[Lines of data]
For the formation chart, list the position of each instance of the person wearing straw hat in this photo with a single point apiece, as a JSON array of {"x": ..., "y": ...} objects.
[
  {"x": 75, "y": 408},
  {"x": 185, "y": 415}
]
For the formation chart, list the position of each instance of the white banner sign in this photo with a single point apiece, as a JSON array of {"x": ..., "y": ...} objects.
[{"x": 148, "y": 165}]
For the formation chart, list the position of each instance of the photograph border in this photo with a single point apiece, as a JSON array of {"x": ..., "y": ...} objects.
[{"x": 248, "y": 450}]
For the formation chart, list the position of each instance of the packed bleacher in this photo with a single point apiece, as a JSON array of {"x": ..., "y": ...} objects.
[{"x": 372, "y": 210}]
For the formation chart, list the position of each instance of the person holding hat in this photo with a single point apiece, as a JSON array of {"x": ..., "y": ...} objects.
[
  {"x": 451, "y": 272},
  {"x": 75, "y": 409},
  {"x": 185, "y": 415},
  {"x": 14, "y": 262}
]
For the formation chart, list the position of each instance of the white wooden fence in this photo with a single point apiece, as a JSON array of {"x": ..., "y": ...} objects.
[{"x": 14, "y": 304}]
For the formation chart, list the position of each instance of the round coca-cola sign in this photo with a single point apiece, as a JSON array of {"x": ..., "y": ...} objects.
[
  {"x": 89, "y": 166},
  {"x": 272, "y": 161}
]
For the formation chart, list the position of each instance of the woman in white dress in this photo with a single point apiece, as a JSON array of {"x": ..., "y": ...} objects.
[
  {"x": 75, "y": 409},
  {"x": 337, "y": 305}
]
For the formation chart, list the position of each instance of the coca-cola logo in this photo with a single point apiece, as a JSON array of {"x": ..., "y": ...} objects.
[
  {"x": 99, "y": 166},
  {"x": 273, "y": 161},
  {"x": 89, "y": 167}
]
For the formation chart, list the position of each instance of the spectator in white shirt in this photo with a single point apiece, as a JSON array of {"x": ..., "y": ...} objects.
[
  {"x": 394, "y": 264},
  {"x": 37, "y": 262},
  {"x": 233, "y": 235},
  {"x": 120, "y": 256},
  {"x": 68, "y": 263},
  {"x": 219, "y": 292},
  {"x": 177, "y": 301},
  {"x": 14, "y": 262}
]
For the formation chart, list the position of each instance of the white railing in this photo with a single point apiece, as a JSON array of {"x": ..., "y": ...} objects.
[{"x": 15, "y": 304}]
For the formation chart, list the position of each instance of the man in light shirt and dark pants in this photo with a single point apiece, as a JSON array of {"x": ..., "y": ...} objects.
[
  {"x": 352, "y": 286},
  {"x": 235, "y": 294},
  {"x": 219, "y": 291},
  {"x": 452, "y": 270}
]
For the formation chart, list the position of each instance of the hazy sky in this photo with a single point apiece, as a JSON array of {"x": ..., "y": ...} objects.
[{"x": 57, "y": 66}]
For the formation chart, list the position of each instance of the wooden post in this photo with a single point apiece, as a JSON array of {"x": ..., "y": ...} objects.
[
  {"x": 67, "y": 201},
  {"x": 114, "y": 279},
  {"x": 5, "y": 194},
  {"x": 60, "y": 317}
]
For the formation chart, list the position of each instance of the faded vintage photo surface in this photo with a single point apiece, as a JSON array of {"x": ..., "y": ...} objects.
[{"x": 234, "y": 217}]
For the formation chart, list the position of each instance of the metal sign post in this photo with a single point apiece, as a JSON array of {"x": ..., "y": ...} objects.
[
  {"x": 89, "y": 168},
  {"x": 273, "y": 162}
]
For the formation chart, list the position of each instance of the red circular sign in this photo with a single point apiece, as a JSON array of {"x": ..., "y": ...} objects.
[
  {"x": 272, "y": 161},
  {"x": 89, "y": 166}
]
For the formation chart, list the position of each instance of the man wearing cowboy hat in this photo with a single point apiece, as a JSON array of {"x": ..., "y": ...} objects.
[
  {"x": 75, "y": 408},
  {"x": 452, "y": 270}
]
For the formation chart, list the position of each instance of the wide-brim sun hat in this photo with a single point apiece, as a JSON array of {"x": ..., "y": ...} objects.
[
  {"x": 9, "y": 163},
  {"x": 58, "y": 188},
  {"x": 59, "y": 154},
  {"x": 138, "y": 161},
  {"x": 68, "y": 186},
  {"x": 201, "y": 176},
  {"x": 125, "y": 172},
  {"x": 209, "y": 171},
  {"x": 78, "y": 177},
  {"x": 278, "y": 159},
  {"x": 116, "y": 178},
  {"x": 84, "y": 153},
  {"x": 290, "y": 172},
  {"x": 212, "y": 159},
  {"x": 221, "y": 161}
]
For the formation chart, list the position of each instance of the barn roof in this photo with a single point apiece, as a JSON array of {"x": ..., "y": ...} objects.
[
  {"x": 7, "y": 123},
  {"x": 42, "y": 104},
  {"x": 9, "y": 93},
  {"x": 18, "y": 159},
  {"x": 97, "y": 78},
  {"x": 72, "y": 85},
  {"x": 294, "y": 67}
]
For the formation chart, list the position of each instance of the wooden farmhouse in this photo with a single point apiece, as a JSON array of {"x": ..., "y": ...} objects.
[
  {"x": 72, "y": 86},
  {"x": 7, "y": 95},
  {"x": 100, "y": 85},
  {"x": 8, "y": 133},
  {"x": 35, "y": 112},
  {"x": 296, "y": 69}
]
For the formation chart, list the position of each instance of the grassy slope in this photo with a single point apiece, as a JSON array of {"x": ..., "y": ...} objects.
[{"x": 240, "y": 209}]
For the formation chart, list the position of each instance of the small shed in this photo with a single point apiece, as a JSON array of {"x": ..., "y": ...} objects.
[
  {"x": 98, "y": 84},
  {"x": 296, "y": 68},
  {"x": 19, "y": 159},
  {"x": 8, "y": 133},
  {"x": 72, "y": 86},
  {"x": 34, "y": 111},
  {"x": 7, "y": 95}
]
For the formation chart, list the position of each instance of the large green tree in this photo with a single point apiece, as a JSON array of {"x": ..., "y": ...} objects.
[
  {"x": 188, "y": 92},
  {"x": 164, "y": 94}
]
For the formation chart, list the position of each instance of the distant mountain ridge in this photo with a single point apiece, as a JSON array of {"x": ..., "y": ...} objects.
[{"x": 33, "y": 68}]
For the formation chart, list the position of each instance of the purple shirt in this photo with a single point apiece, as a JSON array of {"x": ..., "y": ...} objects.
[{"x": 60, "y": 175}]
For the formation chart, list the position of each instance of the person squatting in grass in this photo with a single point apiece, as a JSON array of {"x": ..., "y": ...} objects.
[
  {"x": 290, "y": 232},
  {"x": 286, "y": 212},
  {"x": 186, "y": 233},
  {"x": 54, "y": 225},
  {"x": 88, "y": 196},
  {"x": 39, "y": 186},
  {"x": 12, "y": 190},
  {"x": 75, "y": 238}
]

What the task asks: Rewrite all of the rows above, substituting "seating map" for "formation chart" and leaving everything else unchanged.

Written response:
For the seating map, list the position of each instance of the person wearing straw hat in this photo with a single point apiece, as a JSON array of {"x": ..., "y": ...} objects.
[
  {"x": 75, "y": 408},
  {"x": 185, "y": 415}
]
For the seating map, list the position of each instance of the white banner sign in this photo with a single point apiece, as a JSON array of {"x": ..., "y": ...} objects.
[{"x": 148, "y": 165}]
For the seating map, list the position of each instance of the photograph border in this photo with a single point apiece, as a JSON array of {"x": ..., "y": ...} objects.
[{"x": 248, "y": 450}]
For the seating map, list the position of each instance of the packed bleacher in this photo with a single point apiece, as a JSON array of {"x": ..., "y": ...} objects.
[{"x": 372, "y": 210}]
For the seating map, list the position of each instance of the person holding hat in this photo with a single point apiece, as a JSON array of {"x": ..., "y": ...} objects.
[
  {"x": 451, "y": 272},
  {"x": 75, "y": 409},
  {"x": 185, "y": 415},
  {"x": 14, "y": 262}
]
For the seating map, list the position of each instance of the white wooden fence in this photo with a single point apiece, as a JSON array of {"x": ..., "y": ...} objects.
[{"x": 14, "y": 304}]
For the seating map, list the position of each instance of the round coca-cola sign in this photo with a single point apiece, as a JSON array of {"x": ..., "y": ...} objects.
[
  {"x": 89, "y": 166},
  {"x": 272, "y": 161}
]
For the seating map, list the position of each instance of the woman in white dress in this photo with a single point apiece, as a JSON array of {"x": ..., "y": ...} objects.
[
  {"x": 75, "y": 409},
  {"x": 337, "y": 305}
]
For the seating map, list the position of each instance of the coca-cola logo in this photo with a single point apiece, as a JSON array of {"x": ..., "y": ...} objects.
[
  {"x": 99, "y": 166},
  {"x": 273, "y": 161},
  {"x": 89, "y": 167}
]
For the seating map, list the position of each instance of the spectator in white shirt in this photo with a single point apiece, as a JSON array of {"x": ..., "y": ...} objects.
[
  {"x": 394, "y": 264},
  {"x": 37, "y": 262},
  {"x": 233, "y": 235},
  {"x": 120, "y": 256},
  {"x": 68, "y": 263},
  {"x": 219, "y": 292},
  {"x": 177, "y": 301},
  {"x": 14, "y": 262}
]
For the seating map, list the position of each instance of the white railing in this photo with a single point apiece, as a JSON array of {"x": ..., "y": ...} objects.
[{"x": 15, "y": 304}]
For the seating map, list the position of each instance of the man in light shirt and dark pants in this photo with a single point apiece, as a JSON array of {"x": ..., "y": ...} objects.
[
  {"x": 352, "y": 286},
  {"x": 235, "y": 294},
  {"x": 219, "y": 291},
  {"x": 452, "y": 270}
]
For the seating map, list the position of each instance of the hazy sky in this photo with a single point apiece, as a JSON array of {"x": ..., "y": ...} objects.
[{"x": 57, "y": 66}]
For the seating map, list the position of each instance of the wooden post in this photo with a single point apiece, as a JSON array of {"x": ..., "y": ...} objects.
[
  {"x": 67, "y": 201},
  {"x": 114, "y": 279},
  {"x": 5, "y": 194},
  {"x": 60, "y": 317}
]
For the seating map, list the position of each instance of the faded vintage photo surface in this photo with a single point apiece, as a JSON array of {"x": ..., "y": ...} objects.
[{"x": 234, "y": 217}]
For the seating map, list the position of each instance of the metal sign post in this photo with a single point apiece, as a JSON array of {"x": ..., "y": ...} objects.
[
  {"x": 89, "y": 168},
  {"x": 273, "y": 162}
]
For the seating map, list the position of each instance of the red circular sign in this photo with a single point apiece, as a JSON array of {"x": ..., "y": ...} objects.
[
  {"x": 272, "y": 161},
  {"x": 89, "y": 166}
]
For the seating map, list the position of each instance of the man wearing cowboy hat in this photo with a single point apiece, as a JSON array of {"x": ..., "y": ...} objects.
[
  {"x": 75, "y": 408},
  {"x": 452, "y": 270}
]
For the seating map, list the position of each instance of the wide-brim sun hat in this photo with a single point apiece, as a JSON array of {"x": ..., "y": ...} objects.
[
  {"x": 9, "y": 163},
  {"x": 58, "y": 188},
  {"x": 59, "y": 154},
  {"x": 138, "y": 161},
  {"x": 68, "y": 186},
  {"x": 201, "y": 176},
  {"x": 125, "y": 172},
  {"x": 209, "y": 171},
  {"x": 78, "y": 177},
  {"x": 278, "y": 159},
  {"x": 116, "y": 178},
  {"x": 84, "y": 153},
  {"x": 290, "y": 172},
  {"x": 212, "y": 159},
  {"x": 221, "y": 161}
]
For the seating map, list the position of each instance of the barn roof in this photo with a single point apiece, as a JSON array of {"x": ..., "y": ...} objects.
[
  {"x": 7, "y": 123},
  {"x": 42, "y": 104},
  {"x": 9, "y": 93},
  {"x": 18, "y": 159},
  {"x": 97, "y": 78},
  {"x": 72, "y": 85},
  {"x": 294, "y": 67}
]
For the seating map, list the position of each instance of the wooden farmhouse in this photo with a single point apiece, as a JSON array of {"x": ..., "y": ...} objects.
[
  {"x": 72, "y": 86},
  {"x": 7, "y": 95},
  {"x": 100, "y": 85},
  {"x": 8, "y": 133},
  {"x": 35, "y": 112},
  {"x": 296, "y": 69}
]
For the seating map, list the position of each instance of the grassy slope in this photo with a single point apiece, as a JSON array of {"x": ..., "y": ...} objects.
[{"x": 240, "y": 209}]
For the seating map, list the position of each instance of the small shed in this photo with a single point apiece, as a JSON array of {"x": ..., "y": ...} objects.
[
  {"x": 98, "y": 84},
  {"x": 296, "y": 68},
  {"x": 19, "y": 159},
  {"x": 8, "y": 133},
  {"x": 72, "y": 86},
  {"x": 34, "y": 111},
  {"x": 7, "y": 95}
]
For the seating map, list the position of each instance of the large green tree in this photo with a single point apiece, as a JSON array of {"x": ..., "y": ...} objects.
[
  {"x": 188, "y": 92},
  {"x": 164, "y": 94}
]
For the seating map, list the position of each instance of the distant mountain ridge in this photo with a single point apiece, as a JSON array of {"x": ..., "y": ...} objects.
[{"x": 33, "y": 68}]
For the seating map, list the position of each instance of the purple shirt in this photo with a single point apiece, as a JSON array of {"x": ..., "y": ...} objects.
[{"x": 60, "y": 175}]
For the seating map, list the position of each instance of the person squatting in grass in this photo with a single point apiece, as a JSON array of {"x": ..., "y": ...} objects.
[
  {"x": 290, "y": 232},
  {"x": 286, "y": 212},
  {"x": 186, "y": 233},
  {"x": 54, "y": 225},
  {"x": 88, "y": 196},
  {"x": 39, "y": 186},
  {"x": 12, "y": 190},
  {"x": 75, "y": 238}
]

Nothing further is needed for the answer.